## BEGIN Document extract
First, I have never had anything like the 'normal failure rate' in vinyl
that others appear to have experienced and, to top that, I have never had
any problems with a variety of Chinese valves that have passed through my
hands - that's no problems whatsoever, AFAICR...??
CF2 miniature pentode/triode input valves were indistinguishable from
Mullard EC82 (?) replacements; Shuguan EL34 and various Chinese 300B output
valves all worked and sounded perfectly fine - including Golden Dragons
branded 'Audio Note' and 'Chelmer'!
Pity I can't have the same luck with lottery tickets!
@:-)
(In fact, I'd go as far as to say that all my valve and rectifier failures
have beeen Russian and whatever JJ Tesla is!!??)
> CF2 miniature pentode/triode input valves were indistinguishable from
> Mullard EC82 (?) replacements; Shuguan EL34 and various Chinese 300B
> output valves all worked and sounded perfectly fine - including Golden
> Dragons branded 'Audio Note' and 'Chelmer'!
Streuth, that reminds me it's Christmas time again - here's a pic of my
miniatures off on their Christmas Holidays a few years ago!
http://www.moirac.adsl24.co.uk/showntell/Holidays.jpg
And I'm wondering now if I didn't have a Chinese rectifier valve go pop on
me....??
> And I'm wondering now if I didn't have a Chinese rectifier valve go pop on
> me....??
Going *POP* on you is the least of your worries. It is when they melt
into a puddle with the subsequent down-line damage.
I do not stray far from Chinese 5AR4s - and I do keep two for bench
testing purposes.
Peter Wieck
Melrose Park, PA
When you say 'bench testing' do you men testing the bench against molten
glass?
Cheers
ian
> When you say 'bench testing' do you men testing the bench against molten
> glass?
Haven't reached that much heat yet - These tubes tend to slag inside
when they fail.
I was given two Chinese 5AR4s as throw-ins with an amp I purchased -
so I keep them for testing 5AR4-based equipment. Right where I can
keep an eye on them and I do not put any good tubes at risk. I am
slowly moving over to SS 5AR4s. The cost for a good slow-start-
mimicking SS 5AR4 is about what I can pay for a NIB/NOS US-made glass
unit so far ($25 or so), but the insane prices I am seeing on eBay has
me re-thinking putting glass units in equipment that has no particular
need for authenticity. And the dozen or so such units I have in my
stock may make a nice retirement nest egg.
## END Document extract
## BEGIN Records
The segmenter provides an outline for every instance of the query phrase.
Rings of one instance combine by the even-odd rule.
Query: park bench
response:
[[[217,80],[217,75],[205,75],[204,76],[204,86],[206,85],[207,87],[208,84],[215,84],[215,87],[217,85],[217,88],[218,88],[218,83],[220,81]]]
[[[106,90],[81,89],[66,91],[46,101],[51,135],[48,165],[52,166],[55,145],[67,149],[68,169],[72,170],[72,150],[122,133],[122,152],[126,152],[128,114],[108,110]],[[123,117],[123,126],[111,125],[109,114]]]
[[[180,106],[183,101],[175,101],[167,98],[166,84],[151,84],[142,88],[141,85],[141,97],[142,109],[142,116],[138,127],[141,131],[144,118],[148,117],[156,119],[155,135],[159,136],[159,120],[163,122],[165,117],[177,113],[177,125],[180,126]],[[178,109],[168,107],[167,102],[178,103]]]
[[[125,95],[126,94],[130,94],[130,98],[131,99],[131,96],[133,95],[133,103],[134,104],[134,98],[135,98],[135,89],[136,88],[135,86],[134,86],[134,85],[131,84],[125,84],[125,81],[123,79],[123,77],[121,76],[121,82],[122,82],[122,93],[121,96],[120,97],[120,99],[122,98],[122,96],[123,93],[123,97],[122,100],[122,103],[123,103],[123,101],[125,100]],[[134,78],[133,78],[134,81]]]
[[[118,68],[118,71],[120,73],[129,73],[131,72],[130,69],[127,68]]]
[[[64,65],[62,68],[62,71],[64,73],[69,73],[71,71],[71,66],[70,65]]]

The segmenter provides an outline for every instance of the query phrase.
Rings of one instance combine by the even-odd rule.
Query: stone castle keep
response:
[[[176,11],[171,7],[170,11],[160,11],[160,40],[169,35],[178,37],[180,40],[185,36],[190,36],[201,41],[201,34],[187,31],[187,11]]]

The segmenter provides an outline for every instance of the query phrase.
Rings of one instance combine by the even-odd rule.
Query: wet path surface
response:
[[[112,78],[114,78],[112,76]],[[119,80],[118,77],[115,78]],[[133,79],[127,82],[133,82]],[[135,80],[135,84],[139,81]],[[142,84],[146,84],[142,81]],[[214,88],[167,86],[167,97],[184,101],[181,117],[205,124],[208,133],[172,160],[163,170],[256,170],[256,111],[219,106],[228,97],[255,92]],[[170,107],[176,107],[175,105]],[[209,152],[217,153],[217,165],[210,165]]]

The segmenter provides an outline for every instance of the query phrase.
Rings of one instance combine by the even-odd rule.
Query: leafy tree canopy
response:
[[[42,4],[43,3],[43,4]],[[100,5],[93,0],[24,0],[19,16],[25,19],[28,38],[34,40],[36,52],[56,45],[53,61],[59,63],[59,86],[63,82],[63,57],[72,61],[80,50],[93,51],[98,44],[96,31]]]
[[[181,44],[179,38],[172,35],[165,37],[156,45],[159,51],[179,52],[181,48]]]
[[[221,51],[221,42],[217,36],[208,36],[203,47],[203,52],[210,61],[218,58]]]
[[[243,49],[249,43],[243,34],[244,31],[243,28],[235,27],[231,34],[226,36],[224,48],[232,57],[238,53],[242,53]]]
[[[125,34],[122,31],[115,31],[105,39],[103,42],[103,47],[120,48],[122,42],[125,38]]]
## END Records
Exercise set:
a) In the valve discussion, roughly what does a good slow-start-mimicking SS 5AR4 cost?
b) Please edit the valve discussion from "Peter Wieck" up to and including "when they fail.", putting "melted" wherever "molten" appears.

Answers:
a) About $25, roughly what a NIB/NOS US-made glass unit costs.

b)
Peter Wieck
Melrose Park, PA
When you say 'bench testing' do you men testing the bench against melted
glass?
Cheers
ian
> When you say 'bench testing' do you men testing the bench against melted
> glass?
Haven't reached that much heat yet - These tubes tend to slag inside
when they fail.